Data in this exercise:
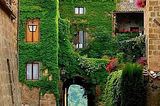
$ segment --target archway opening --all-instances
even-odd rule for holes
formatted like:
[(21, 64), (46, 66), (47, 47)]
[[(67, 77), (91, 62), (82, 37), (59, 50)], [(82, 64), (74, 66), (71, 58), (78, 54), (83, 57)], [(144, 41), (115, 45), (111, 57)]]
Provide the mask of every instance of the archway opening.
[(82, 86), (73, 84), (68, 89), (68, 106), (88, 106), (87, 95)]

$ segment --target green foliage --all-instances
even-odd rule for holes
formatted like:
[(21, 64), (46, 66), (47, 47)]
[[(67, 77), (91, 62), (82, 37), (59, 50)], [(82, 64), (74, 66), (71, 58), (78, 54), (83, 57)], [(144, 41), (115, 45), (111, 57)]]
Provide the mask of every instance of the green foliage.
[[(111, 2), (112, 0), (94, 0), (93, 2), (85, 0), (74, 3), (66, 1), (60, 1), (60, 14), (62, 18), (71, 22), (71, 42), (78, 31), (86, 31), (89, 34), (88, 46), (77, 52), (89, 58), (115, 54), (116, 48), (114, 48), (114, 42), (111, 42), (111, 12), (116, 10), (116, 3)], [(75, 15), (74, 7), (85, 7), (86, 13)]]
[(145, 89), (141, 66), (128, 63), (123, 68), (121, 98), (121, 106), (145, 105)]
[(116, 36), (118, 52), (123, 53), (124, 62), (136, 62), (145, 56), (145, 36), (139, 33), (119, 34)]
[[(105, 71), (109, 63), (106, 59), (85, 58), (76, 54), (68, 39), (69, 23), (59, 19), (59, 68), (66, 70), (66, 75), (61, 79), (73, 78), (75, 75), (88, 77), (87, 83), (102, 83), (102, 89), (105, 88), (108, 72)], [(87, 91), (88, 92), (88, 91)], [(93, 92), (94, 93), (94, 92)]]
[[(30, 88), (40, 88), (43, 94), (46, 91), (54, 93), (57, 104), (59, 100), (58, 16), (58, 0), (21, 0), (20, 2), (19, 81)], [(38, 43), (25, 42), (28, 18), (40, 18)], [(26, 81), (26, 64), (34, 61), (41, 62), (43, 65), (41, 69), (48, 69), (49, 73), (40, 80)], [(49, 75), (53, 77), (51, 81), (48, 81)]]
[(81, 2), (96, 2), (96, 1), (100, 1), (100, 2), (105, 2), (105, 1), (110, 1), (110, 2), (117, 2), (117, 1), (119, 1), (119, 0), (60, 0), (61, 2), (63, 1), (63, 2), (71, 2), (71, 3), (73, 3), (73, 2), (79, 2), (79, 1), (81, 1)]
[(116, 40), (104, 30), (97, 30), (96, 35), (95, 39), (80, 54), (87, 55), (89, 58), (102, 58), (104, 55), (114, 57), (117, 52)]
[(105, 106), (120, 106), (120, 82), (121, 82), (122, 71), (116, 71), (109, 75), (105, 94), (103, 94), (102, 99)]
[(79, 85), (71, 85), (68, 90), (68, 106), (88, 106), (84, 89)]

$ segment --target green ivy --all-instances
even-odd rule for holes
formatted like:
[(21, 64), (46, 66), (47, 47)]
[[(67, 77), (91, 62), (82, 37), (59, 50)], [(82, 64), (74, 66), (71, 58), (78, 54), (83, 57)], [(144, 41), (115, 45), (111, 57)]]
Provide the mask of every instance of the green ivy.
[(121, 82), (122, 71), (116, 71), (109, 75), (105, 93), (102, 96), (103, 103), (105, 106), (120, 106), (121, 104)]
[[(80, 55), (87, 55), (89, 58), (101, 58), (104, 55), (114, 55), (116, 48), (111, 42), (112, 19), (111, 13), (116, 10), (116, 1), (113, 0), (69, 0), (60, 1), (60, 15), (71, 24), (70, 41), (78, 31), (86, 31), (87, 47), (76, 50)], [(75, 15), (74, 7), (85, 7), (86, 13)], [(90, 39), (92, 38), (92, 39)], [(110, 45), (110, 46), (109, 46)], [(112, 50), (114, 48), (114, 50)]]
[[(43, 94), (46, 91), (54, 93), (57, 103), (59, 100), (58, 16), (58, 0), (21, 0), (20, 2), (19, 81), (30, 88), (40, 88)], [(28, 18), (40, 19), (40, 41), (38, 43), (25, 42)], [(34, 61), (41, 62), (42, 69), (48, 69), (49, 73), (40, 80), (26, 81), (26, 64)], [(47, 80), (49, 75), (53, 77), (51, 81)]]
[(142, 66), (127, 63), (121, 76), (121, 106), (145, 106), (145, 87)]
[(89, 78), (89, 83), (97, 85), (102, 83), (105, 88), (108, 72), (105, 71), (109, 60), (81, 57), (76, 54), (69, 41), (69, 23), (59, 19), (59, 68), (66, 70), (62, 80), (80, 75)]
[[(97, 3), (100, 5), (97, 5), (96, 8), (102, 6), (104, 9), (108, 5), (102, 2), (93, 2), (93, 4), (89, 3), (89, 5), (92, 4), (91, 8), (93, 8)], [(111, 3), (111, 5), (115, 4)], [(59, 79), (64, 81), (65, 79), (80, 75), (87, 77), (87, 83), (89, 84), (97, 85), (101, 83), (101, 88), (104, 90), (108, 76), (105, 67), (109, 63), (105, 59), (81, 57), (74, 52), (69, 39), (70, 23), (59, 18), (58, 8), (58, 0), (22, 0), (20, 2), (19, 26), (19, 81), (30, 88), (40, 88), (43, 94), (47, 91), (53, 93), (56, 97), (57, 105), (59, 105)], [(112, 8), (107, 8), (106, 14), (104, 14), (105, 18), (111, 19), (108, 17), (111, 10)], [(38, 43), (25, 42), (26, 21), (28, 18), (40, 18), (40, 41)], [(96, 24), (92, 22), (88, 25), (97, 26), (98, 22), (102, 24), (104, 21), (97, 21), (95, 22)], [(108, 26), (109, 28), (110, 24), (111, 22), (107, 21), (106, 25), (103, 24), (104, 26), (102, 27)], [(84, 26), (87, 24), (80, 23), (79, 25)], [(91, 28), (91, 30), (95, 29)], [(37, 81), (26, 81), (26, 64), (34, 61), (41, 62), (41, 70), (48, 69), (48, 75), (43, 76)], [(66, 75), (60, 78), (59, 70), (61, 69), (66, 70)], [(51, 81), (48, 80), (50, 75), (52, 75)], [(89, 90), (92, 90), (92, 93), (94, 93), (93, 88)]]

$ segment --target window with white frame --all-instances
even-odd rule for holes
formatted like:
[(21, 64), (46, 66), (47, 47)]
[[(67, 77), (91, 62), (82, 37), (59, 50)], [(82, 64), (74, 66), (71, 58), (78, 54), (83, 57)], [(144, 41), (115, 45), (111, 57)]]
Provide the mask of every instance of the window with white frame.
[(130, 3), (133, 3), (133, 2), (134, 2), (134, 0), (129, 0), (129, 2), (130, 2)]
[(27, 63), (26, 71), (27, 71), (27, 80), (38, 80), (42, 76), (42, 72), (39, 70), (40, 63), (39, 62), (30, 62)]
[(86, 47), (86, 32), (79, 31), (74, 38), (75, 48)]
[(85, 14), (86, 13), (86, 8), (85, 7), (75, 7), (74, 8), (74, 13), (75, 14)]

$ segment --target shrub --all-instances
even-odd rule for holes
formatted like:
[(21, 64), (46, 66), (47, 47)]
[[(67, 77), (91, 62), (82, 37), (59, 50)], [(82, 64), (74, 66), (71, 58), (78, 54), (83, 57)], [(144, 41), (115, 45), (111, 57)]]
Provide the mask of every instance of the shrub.
[(121, 76), (121, 106), (144, 106), (145, 89), (142, 67), (128, 63)]
[(116, 71), (109, 75), (105, 94), (102, 99), (105, 106), (120, 106), (120, 79), (122, 71)]

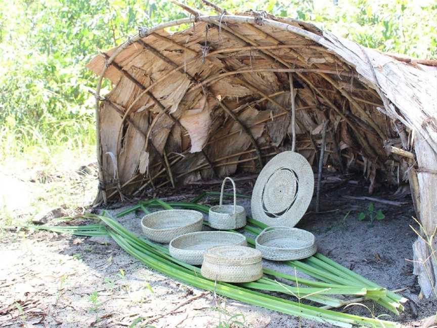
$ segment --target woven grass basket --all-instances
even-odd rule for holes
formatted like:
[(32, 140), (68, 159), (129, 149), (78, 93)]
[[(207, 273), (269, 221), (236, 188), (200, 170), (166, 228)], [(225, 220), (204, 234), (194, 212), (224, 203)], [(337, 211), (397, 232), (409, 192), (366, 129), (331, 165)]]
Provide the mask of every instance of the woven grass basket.
[(168, 248), (173, 257), (189, 264), (200, 265), (203, 262), (203, 253), (211, 247), (247, 244), (246, 237), (240, 233), (199, 231), (177, 237), (170, 242)]
[(274, 261), (305, 259), (317, 251), (314, 235), (289, 227), (266, 228), (256, 237), (255, 245), (263, 258)]
[(217, 246), (206, 250), (200, 272), (226, 282), (249, 282), (263, 276), (261, 252), (245, 246)]
[[(234, 205), (223, 205), (223, 191), (226, 180), (232, 183), (234, 187)], [(246, 210), (242, 206), (237, 205), (237, 191), (235, 183), (231, 178), (227, 177), (222, 184), (220, 192), (220, 204), (209, 209), (208, 221), (209, 225), (215, 229), (228, 230), (238, 229), (246, 225)]]
[(148, 239), (167, 243), (181, 235), (202, 230), (203, 215), (191, 210), (166, 210), (145, 215), (143, 232)]

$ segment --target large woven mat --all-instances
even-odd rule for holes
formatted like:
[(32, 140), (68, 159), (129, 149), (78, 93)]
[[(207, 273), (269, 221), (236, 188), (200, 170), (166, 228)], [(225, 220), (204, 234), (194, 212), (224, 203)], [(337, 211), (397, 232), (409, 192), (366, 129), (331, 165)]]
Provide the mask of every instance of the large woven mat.
[(293, 151), (278, 154), (263, 169), (252, 193), (252, 216), (269, 226), (294, 227), (314, 190), (311, 166)]

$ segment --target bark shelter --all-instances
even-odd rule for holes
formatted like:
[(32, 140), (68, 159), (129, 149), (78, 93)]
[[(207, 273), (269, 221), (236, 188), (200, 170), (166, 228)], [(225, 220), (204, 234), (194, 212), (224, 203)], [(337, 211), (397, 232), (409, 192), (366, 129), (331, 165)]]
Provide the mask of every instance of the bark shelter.
[[(95, 203), (259, 172), (291, 149), (293, 133), (315, 167), (327, 121), (325, 165), (362, 170), (370, 193), (409, 183), (421, 226), (415, 273), (435, 296), (437, 61), (384, 54), (264, 12), (214, 6), (208, 16), (178, 4), (190, 17), (140, 29), (87, 65), (100, 75)], [(104, 78), (113, 87), (102, 96)]]

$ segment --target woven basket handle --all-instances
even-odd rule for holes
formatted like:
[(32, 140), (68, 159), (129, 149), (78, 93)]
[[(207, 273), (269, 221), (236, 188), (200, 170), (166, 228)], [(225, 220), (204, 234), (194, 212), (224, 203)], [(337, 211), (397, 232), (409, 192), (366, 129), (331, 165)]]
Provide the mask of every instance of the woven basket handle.
[(226, 183), (226, 180), (229, 180), (232, 183), (232, 186), (234, 187), (234, 215), (237, 215), (237, 190), (235, 188), (235, 183), (229, 177), (226, 177), (223, 179), (223, 183), (222, 184), (222, 191), (220, 192), (220, 205), (223, 202), (223, 191), (225, 190), (225, 184)]
[(267, 227), (264, 230), (261, 231), (261, 232), (258, 235), (260, 236), (263, 234), (264, 234), (266, 232), (267, 232), (268, 231), (272, 231), (277, 228), (286, 228), (287, 229), (289, 229), (290, 227), (286, 227), (285, 226), (274, 226), (273, 227)]

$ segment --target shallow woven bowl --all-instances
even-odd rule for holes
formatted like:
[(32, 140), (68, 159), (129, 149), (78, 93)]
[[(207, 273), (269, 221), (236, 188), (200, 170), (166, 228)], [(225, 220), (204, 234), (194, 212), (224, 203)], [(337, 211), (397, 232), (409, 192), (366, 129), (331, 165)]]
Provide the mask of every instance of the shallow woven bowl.
[(289, 227), (266, 228), (256, 237), (255, 245), (264, 258), (274, 261), (305, 259), (317, 251), (314, 235)]
[(246, 237), (240, 233), (227, 231), (199, 231), (179, 236), (170, 242), (170, 255), (186, 263), (199, 265), (203, 253), (214, 246), (247, 244)]
[(202, 275), (218, 281), (249, 282), (263, 276), (261, 252), (245, 246), (217, 246), (203, 254)]
[(203, 215), (191, 210), (166, 210), (145, 215), (143, 232), (148, 239), (167, 243), (173, 238), (202, 230)]

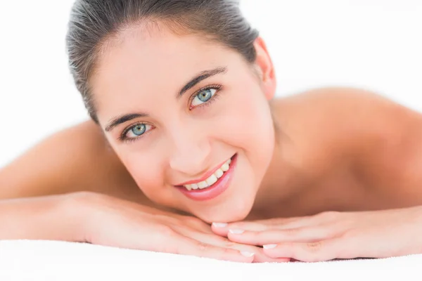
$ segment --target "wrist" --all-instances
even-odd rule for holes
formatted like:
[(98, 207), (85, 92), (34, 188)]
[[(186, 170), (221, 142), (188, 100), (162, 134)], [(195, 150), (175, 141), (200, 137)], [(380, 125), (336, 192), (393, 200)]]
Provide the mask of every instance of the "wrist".
[[(91, 242), (94, 218), (96, 216), (96, 202), (105, 196), (91, 192), (78, 192), (63, 195), (60, 204), (63, 226), (67, 230), (69, 241)], [(63, 225), (63, 224), (62, 224)]]

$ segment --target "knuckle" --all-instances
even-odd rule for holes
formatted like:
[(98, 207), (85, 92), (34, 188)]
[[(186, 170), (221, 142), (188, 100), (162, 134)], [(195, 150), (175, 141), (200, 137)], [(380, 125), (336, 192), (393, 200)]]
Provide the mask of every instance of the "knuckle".
[(176, 231), (170, 226), (165, 224), (160, 224), (157, 227), (158, 235), (164, 239), (176, 235)]
[(326, 211), (320, 213), (317, 216), (324, 220), (333, 220), (338, 217), (340, 212), (337, 211)]
[(283, 230), (284, 233), (287, 236), (296, 236), (300, 234), (302, 230), (300, 228), (286, 228)]
[(224, 241), (224, 247), (225, 248), (235, 248), (236, 246), (238, 246), (237, 243), (235, 243), (234, 242), (231, 242), (230, 240), (226, 240)]
[(321, 251), (323, 249), (323, 242), (321, 241), (310, 242), (305, 244), (307, 251), (316, 252)]
[(200, 252), (205, 252), (210, 248), (210, 245), (203, 243), (202, 242), (198, 242), (196, 243), (196, 249)]

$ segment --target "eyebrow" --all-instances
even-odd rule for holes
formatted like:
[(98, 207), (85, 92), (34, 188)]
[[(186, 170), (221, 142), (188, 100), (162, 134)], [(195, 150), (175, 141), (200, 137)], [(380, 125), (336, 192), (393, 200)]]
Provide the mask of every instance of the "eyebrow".
[(197, 74), (193, 79), (189, 81), (182, 89), (180, 90), (176, 98), (179, 99), (181, 98), (184, 93), (193, 88), (197, 84), (203, 80), (210, 78), (212, 76), (217, 75), (219, 73), (226, 73), (227, 72), (227, 67), (217, 67), (211, 70), (205, 70)]
[[(183, 95), (193, 88), (196, 84), (203, 80), (210, 78), (212, 76), (217, 75), (220, 73), (226, 73), (227, 72), (226, 67), (217, 67), (210, 70), (205, 70), (197, 74), (193, 79), (189, 81), (180, 91), (177, 93), (176, 99), (179, 100), (183, 96)], [(129, 113), (113, 118), (108, 124), (106, 126), (105, 131), (106, 132), (110, 131), (116, 126), (120, 124), (139, 117), (148, 117), (149, 115), (146, 113)]]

Brief:
Reproduce verbatim the lines of the listing from the line containing "green ivy --all-instances" through the line containing "80), (80, 75)]", including both of those lines.

Solution for this exercise:
$ segment --target green ivy --all-instances
even-odd rule for holes
formatted like:
[(21, 64), (46, 66), (47, 47)]
[[(67, 77), (91, 62), (82, 37), (59, 50)], [(82, 64), (74, 66), (71, 58), (78, 54), (83, 57)], [(144, 41), (115, 45), (111, 57)]]
Provide the mask of every instance of the green ivy.
[(121, 82), (122, 71), (116, 71), (109, 75), (105, 93), (102, 96), (103, 103), (105, 106), (120, 106), (121, 104)]
[[(80, 55), (87, 55), (89, 58), (101, 58), (104, 55), (114, 55), (116, 48), (111, 42), (112, 19), (111, 13), (116, 10), (116, 1), (113, 0), (69, 0), (60, 1), (60, 15), (71, 24), (70, 41), (78, 31), (86, 31), (87, 47), (76, 50)], [(75, 15), (74, 7), (85, 7), (86, 13)], [(90, 39), (92, 38), (92, 39)], [(110, 45), (110, 46), (109, 46)], [(112, 50), (114, 48), (114, 50)]]
[[(43, 94), (46, 91), (54, 93), (57, 103), (59, 100), (58, 16), (58, 0), (21, 0), (20, 2), (19, 81), (30, 88), (40, 88)], [(28, 18), (40, 19), (40, 41), (38, 43), (25, 42)], [(34, 61), (41, 62), (42, 69), (48, 69), (49, 73), (40, 80), (26, 81), (26, 64)], [(47, 80), (49, 75), (53, 77), (51, 81)]]
[(142, 66), (127, 63), (121, 76), (121, 106), (145, 106), (145, 87)]
[(89, 78), (89, 83), (97, 85), (102, 83), (105, 88), (108, 72), (105, 71), (109, 60), (81, 57), (76, 54), (69, 41), (69, 23), (59, 19), (59, 68), (66, 70), (62, 80), (80, 75)]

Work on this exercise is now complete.